DOCUMENT EXTRACT START

If you are elected Commissioner of Public Lands, what will be your policy objectives, and how will you seek to accomplish them?

Pederson: Well, my first policy objective is to make our forests less prone to runaway wildfires. So the way to do that is to… I’ll take a minute to try to explain this… So there’s been a goal of creating old-growth forests, and that started with the endangered species listing of northern spotted owls about thirty years ago. So the habitat conservation plan for the northern spotted owl ended up setting aside large tracts of land for old-growth forest creation.

But thirty years later, the northern spotted owl is still having trouble, still threatened or endangered, and it’s been discovered that they will live in young forests, they don’t require old-growth forests. Also, there’s a predator of the northern spotted owl, which is an introduced owl from the east coast. It’s called the barred owl.

The reason I believe that we have these horrific fires is because we took forests that were managed for harvest –for over a hundred years our forests have been managed for harvest- which means we would plant trees in an area. Those trees would all be the same age. They would grow up together. The plan was that you would harvest them when they got to be thirty, forty, fifty years of age depending on their conditions.

So we have now all these trees that were planted for harvest, and instead they are just growing up large and crowded. So that’s why we have these horrific fires. We have way too much biomass in the forests. Too much fuel. If a spark starts a fire, oh my gosh, there’s just way too much wood to burn. And a lot of that wood is diseased, because the other thing about a crowded forest is that diseases spread rapidly. Y’know, with COVID, we social-distance, but the trees can’t distance themselves from each other. [Laughs]

So that’s the reason we have these fires. If you wanted to have an old-growth forest, if you wanted to create an old-growth forest, you can’t do it by just stopping any management of the trees. Because a natural old-growth forest -it’s called forest succession- there’s a natural process where a disturbed piece of land, maybe, Mt. St. Helens, say, a volcanic eruption… when you have a bare piece of land, the plants grow in a certain order. So you start with the grasses, and then some wildflowers, and shrubs, some alder… the plants get bigger over time, and the bigger plants shade out the floor or the ground, so that over time you end up with the shade and sun kind of determining what species are going to progress.

DOCUMENT EXTRACT END
DATA SECTION START

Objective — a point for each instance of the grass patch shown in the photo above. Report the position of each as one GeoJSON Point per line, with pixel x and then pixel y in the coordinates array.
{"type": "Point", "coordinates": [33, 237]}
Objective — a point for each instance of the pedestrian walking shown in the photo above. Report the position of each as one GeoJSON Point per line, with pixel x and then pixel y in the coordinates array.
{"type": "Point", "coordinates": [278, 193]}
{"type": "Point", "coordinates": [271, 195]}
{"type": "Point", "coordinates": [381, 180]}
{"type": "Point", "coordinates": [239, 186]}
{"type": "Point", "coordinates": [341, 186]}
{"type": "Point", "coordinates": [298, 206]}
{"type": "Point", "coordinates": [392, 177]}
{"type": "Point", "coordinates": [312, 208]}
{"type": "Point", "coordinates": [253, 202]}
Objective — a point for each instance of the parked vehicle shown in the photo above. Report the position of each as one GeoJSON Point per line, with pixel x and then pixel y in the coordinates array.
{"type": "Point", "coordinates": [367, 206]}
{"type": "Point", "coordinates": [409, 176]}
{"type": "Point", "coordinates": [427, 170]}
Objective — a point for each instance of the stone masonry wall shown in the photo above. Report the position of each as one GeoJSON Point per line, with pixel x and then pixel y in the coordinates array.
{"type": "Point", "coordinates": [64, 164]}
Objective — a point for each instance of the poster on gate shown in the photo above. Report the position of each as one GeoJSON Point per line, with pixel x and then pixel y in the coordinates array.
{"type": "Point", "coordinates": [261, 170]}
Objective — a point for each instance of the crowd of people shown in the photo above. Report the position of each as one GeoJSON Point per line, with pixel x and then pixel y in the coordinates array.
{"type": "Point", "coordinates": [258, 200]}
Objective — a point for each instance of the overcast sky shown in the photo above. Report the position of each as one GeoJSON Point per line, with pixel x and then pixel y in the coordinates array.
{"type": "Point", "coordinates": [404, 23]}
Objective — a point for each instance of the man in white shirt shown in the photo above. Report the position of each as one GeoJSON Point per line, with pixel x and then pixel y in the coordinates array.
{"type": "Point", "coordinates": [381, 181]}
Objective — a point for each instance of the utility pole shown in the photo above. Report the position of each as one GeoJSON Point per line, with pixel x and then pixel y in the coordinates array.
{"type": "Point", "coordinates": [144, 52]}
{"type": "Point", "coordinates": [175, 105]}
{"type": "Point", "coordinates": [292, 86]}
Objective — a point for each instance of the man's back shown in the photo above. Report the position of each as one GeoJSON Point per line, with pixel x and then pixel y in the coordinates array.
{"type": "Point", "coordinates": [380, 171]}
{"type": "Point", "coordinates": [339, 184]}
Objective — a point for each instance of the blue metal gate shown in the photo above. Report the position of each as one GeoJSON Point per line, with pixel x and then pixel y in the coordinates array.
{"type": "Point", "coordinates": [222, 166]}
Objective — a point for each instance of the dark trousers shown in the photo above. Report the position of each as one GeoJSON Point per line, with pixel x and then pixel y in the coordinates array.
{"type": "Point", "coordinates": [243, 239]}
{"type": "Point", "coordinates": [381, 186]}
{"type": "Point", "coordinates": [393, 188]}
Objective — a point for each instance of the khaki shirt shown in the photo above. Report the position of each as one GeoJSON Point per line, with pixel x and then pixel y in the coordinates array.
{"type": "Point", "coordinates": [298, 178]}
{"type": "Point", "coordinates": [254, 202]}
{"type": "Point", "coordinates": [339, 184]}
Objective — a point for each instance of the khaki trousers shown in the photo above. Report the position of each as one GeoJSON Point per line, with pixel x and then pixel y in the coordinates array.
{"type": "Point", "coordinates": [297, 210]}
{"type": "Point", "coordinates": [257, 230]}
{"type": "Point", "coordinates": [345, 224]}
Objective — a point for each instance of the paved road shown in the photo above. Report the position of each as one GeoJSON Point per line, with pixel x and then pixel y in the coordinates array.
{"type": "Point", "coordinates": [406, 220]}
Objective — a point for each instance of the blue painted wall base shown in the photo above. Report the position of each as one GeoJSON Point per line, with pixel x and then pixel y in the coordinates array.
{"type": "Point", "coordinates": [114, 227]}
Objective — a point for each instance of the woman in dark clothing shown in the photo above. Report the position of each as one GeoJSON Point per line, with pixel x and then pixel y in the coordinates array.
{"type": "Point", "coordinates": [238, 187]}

DATA SECTION END

**INSTRUCTIONS:**
1. Translate the sentence "It’s called the barred owl." from the interview excerpt into Spanish.
2. Rewrite the interview excerpt from "But thirty years" to "the barred owl.", replacing "east coast" with "eastern United States".

**RESPONSE LIST:**
1. Se llama búho barrado.

2.
But thirty years later, the northern spotted owl is still having trouble, still threatened or endangered, and it’s been discovered that they will live in young forests, they don’t require old-growth forests. Also, there’s a predator of the northern spotted owl, which is an introduced owl from the eastern United States. It’s called the barred owl.